Given passage section start

The St. Martin Unity Flag is a cultural symbol adopted in 2022 by the governments of both parts of the Caribbean island of St. Martin. It was raised officially for the first time on 11 November 2022, during the annual St. Martin Day frontier ceremonies. The flag was officially recognized as a cultural symbol by the governments of both territories in 2022 and is now commonly known as the St. Martin Unity Flag, the Unity Flag of St. Martin, or simply the Unity Flag.

On 29 September 2022, the Territorial Council in Marigot, led by President Louis Mussington, and on 7 November 2022, the Council of Ministers in Philipsburg, led by Prime Minister Silveria Jacobs, adopted the flag for use during joint governmental activities. The Unity Flag was described as a cultural symbol "affirming the unity and identity" of the people of the island.

==History==
The St. Martin Unity Flag is a symbol of the island's people and culture, adopted in 2022 by the governments of both sides of St. Martin. It has five horizontal bands—yellow, light blue, red, medium blue, and green—and an emblem in the upper left corner that represents unity, fairness, work, healing, and progress. The flag is flown at official events, cultural celebrations, sports competitions, and school projects, and is recognized as a symbol that brings together people from both parts of the island.

The flag was unveiled on 31 August 1990. The name "Unity Flag" evolved after the ad hoc Information Committee on National Symbols (ICONS) launched it initially as "The National Flag of St. Martin" at Philipsburg Jubilee Library. Alternative names such as "The People's Flag" and "The Cultural Flag" were mentioned in public discussions and media coverage. By the late 1990s, the name "Unity Flag" became more common during radio talk shows and in connection with public protests, cultural manifestations, sports tournaments, official government and church activities, and school projects across both sides of the island.

Lasana M. Sekou developed the concept and description of the National Flag of St. Martin through interviews and historical research while working as editor of the Newsday newspaper in the mid- to late-1980s. In 1990, Sekou worked with ICONS to launch the banner before a full audience at Philipsburg Jubilee Library. Members of ICONS included Daniella Jeffry-Pilot, Napolina Gumbs, Horace Whit, Rhoda Arrindell, Shujah Reiph, and Lasana M. Sekou.

Given passage section end
Records supplied section start

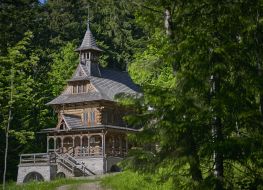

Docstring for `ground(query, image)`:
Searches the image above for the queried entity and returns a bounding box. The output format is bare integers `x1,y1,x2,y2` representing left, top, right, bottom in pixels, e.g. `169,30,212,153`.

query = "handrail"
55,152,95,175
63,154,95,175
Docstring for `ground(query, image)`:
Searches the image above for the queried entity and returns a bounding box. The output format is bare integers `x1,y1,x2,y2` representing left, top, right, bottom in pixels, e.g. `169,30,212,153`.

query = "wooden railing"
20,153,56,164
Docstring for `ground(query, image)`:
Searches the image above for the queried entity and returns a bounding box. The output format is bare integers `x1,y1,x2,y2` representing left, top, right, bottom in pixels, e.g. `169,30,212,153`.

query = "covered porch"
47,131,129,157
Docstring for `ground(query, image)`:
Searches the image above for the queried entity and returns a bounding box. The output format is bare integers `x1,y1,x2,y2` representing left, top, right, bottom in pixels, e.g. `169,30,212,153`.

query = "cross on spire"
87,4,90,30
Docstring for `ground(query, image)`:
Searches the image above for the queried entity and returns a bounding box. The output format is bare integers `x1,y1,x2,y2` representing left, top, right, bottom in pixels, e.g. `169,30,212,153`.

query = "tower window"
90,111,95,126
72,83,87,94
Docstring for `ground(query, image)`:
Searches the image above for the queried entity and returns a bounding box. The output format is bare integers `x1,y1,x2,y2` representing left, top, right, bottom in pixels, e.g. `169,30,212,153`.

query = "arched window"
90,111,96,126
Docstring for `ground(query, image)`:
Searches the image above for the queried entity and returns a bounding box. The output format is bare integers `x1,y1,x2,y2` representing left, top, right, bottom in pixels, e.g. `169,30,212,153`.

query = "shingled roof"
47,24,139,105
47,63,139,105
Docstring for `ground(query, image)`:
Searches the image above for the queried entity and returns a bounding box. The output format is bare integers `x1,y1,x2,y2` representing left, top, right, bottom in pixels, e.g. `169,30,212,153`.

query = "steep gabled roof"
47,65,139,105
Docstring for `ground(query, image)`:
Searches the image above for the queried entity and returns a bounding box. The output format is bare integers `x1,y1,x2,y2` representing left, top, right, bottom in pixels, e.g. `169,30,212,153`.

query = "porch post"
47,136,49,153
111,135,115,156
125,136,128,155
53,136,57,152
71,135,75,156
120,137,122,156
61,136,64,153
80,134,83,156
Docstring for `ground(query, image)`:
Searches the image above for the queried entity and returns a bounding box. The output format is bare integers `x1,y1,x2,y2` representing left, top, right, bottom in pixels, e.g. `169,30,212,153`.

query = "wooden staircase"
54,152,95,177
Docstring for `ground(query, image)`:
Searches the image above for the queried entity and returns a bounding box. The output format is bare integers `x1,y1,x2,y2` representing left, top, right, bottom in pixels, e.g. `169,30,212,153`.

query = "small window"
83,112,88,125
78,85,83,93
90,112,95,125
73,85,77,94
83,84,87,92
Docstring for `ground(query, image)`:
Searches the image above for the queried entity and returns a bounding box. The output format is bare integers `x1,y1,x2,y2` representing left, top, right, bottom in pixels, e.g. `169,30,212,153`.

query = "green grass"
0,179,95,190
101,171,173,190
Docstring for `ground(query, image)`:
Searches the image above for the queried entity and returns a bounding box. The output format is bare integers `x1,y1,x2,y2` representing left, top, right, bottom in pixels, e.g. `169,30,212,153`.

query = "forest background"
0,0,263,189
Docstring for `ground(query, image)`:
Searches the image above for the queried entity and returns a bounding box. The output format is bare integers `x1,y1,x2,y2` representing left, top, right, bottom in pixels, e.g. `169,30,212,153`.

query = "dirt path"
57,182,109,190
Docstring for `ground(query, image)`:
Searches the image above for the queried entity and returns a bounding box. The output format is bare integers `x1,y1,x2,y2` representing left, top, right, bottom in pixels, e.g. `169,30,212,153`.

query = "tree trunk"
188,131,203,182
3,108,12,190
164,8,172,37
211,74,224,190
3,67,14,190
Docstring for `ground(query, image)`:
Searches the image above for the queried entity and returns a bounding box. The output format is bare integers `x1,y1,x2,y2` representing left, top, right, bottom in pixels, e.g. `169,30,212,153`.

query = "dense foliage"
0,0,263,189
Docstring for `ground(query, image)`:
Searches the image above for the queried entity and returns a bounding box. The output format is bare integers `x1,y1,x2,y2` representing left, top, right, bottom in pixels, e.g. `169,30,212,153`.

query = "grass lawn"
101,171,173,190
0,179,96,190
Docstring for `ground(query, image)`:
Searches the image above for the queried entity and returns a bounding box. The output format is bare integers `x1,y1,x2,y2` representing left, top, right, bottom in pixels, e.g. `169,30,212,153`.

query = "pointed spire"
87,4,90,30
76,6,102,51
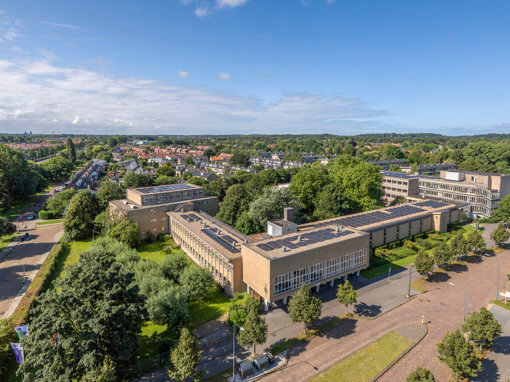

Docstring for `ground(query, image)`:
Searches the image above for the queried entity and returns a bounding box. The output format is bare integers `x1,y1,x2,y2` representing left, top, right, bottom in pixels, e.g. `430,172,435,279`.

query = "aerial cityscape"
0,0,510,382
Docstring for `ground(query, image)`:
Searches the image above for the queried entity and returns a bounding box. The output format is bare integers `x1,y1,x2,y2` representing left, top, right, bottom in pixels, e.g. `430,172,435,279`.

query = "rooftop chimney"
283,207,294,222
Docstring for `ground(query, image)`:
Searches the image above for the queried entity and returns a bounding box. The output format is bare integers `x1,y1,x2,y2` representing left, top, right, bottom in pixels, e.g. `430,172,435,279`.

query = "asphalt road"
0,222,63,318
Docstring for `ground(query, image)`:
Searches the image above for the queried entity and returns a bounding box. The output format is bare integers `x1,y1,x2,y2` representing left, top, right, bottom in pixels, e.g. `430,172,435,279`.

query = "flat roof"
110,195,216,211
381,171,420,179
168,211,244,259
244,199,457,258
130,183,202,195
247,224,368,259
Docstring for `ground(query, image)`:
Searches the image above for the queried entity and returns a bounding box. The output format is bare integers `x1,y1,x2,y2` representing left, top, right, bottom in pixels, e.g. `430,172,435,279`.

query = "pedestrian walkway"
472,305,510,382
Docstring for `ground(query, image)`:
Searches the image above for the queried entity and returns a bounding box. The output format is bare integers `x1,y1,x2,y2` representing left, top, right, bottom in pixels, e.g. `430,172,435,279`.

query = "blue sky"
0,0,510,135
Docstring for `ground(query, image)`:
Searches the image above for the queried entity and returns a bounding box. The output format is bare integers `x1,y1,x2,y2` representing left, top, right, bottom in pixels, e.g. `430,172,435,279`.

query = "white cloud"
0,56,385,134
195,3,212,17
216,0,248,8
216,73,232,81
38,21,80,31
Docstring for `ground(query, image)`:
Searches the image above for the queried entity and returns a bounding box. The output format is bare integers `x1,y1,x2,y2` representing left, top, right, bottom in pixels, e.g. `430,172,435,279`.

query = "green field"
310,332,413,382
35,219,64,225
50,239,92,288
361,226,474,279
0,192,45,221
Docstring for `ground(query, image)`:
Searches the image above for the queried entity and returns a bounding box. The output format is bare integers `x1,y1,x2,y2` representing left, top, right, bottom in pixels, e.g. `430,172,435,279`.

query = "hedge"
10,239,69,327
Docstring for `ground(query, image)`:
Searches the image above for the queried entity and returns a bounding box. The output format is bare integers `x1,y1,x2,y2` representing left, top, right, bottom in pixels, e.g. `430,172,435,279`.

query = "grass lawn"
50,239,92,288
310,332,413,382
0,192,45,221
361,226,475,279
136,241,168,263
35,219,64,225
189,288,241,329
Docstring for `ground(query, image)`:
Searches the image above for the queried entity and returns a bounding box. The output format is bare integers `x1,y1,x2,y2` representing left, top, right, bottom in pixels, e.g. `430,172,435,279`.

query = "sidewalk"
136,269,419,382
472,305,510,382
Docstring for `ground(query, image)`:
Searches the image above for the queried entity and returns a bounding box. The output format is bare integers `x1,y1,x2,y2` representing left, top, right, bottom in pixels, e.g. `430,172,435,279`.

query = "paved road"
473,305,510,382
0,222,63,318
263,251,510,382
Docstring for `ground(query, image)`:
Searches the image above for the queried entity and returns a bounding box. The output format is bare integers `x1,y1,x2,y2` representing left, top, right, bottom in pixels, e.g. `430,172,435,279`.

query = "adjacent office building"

Records supplied section end
Records supplied section start

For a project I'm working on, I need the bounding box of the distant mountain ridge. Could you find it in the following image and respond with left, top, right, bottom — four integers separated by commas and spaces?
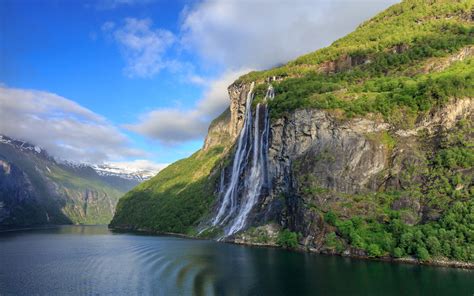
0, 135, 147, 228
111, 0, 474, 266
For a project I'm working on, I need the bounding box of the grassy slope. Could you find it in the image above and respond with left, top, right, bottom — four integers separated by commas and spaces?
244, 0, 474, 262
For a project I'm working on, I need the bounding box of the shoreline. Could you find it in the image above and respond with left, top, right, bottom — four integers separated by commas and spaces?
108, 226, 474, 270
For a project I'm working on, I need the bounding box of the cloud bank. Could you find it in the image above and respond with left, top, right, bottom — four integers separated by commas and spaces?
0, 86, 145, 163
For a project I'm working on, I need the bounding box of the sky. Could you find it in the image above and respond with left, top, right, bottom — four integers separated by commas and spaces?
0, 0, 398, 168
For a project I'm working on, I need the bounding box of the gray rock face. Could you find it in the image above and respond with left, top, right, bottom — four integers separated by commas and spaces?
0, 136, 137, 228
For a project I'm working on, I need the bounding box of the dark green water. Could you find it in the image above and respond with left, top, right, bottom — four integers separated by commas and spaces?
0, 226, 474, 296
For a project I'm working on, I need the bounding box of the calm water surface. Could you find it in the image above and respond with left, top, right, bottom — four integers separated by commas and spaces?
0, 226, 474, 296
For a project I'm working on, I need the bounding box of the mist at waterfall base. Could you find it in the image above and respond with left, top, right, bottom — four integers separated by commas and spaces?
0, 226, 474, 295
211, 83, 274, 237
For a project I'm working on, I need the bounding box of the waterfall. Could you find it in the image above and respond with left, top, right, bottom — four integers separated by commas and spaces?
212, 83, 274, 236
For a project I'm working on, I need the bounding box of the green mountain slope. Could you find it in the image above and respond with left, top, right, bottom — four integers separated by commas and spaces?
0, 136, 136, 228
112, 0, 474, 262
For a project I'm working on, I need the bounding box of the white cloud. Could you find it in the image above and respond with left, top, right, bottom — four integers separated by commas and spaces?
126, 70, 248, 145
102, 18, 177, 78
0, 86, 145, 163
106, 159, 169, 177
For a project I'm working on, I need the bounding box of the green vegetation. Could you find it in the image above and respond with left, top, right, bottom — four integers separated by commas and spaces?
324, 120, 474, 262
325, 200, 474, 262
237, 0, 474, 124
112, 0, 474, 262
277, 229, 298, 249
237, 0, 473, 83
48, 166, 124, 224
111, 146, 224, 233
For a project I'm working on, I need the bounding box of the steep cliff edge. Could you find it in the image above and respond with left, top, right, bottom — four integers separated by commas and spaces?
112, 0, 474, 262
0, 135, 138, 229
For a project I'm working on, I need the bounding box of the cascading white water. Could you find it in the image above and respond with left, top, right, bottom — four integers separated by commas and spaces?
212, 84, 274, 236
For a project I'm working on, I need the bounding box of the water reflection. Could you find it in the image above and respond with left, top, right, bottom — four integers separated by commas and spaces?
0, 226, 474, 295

Records supplied section end

Continue the article on the St. Martin Unity Flag, beginning after its final sentence, which lists the members of ICONS.

▶ _Answer to this exercise_
By 2022, the flag was popularly known as the St. Martin Unity Flag, with the spelling of "St. Martin" reflecting traditional usage for both sides of the island.

The adoption of the Unity Flag as an official cultural symbol involved debates among elected officials, including in the Territorial Council of the Collectivity of Saint Martin in Marigot. One member of parliament in Philipsburg stated, "Personally, I do not recognize nor support the flag, but I support the idea behind it."

==Design==

The "Unity Flag" of Saint Martin

The flag consists of horizontal bands of yellow, light blue, red, medium blue, and green. The emblem in the upper left corner symbolizes unity, fairness, work, healing, productivity, and progress, illustrated in black.

The description and meaning of the colors and emblem reflect "the historical, social, and cultural unity of the people and land of St. Martin."

==Use==
The Unity Flag is one of the most visible symbols designed during the island's modern period and represents the historical and cultural unity of the people and land of both sides of St. Martin.

Since its launch, the flag has been displayed during public protests, cultural programs and parades, carnival stage presentations, academic and literary conferences, sports events, official government ceremonies, church activities, on hotels and other businesses, and in school projects by children on both sides of the island.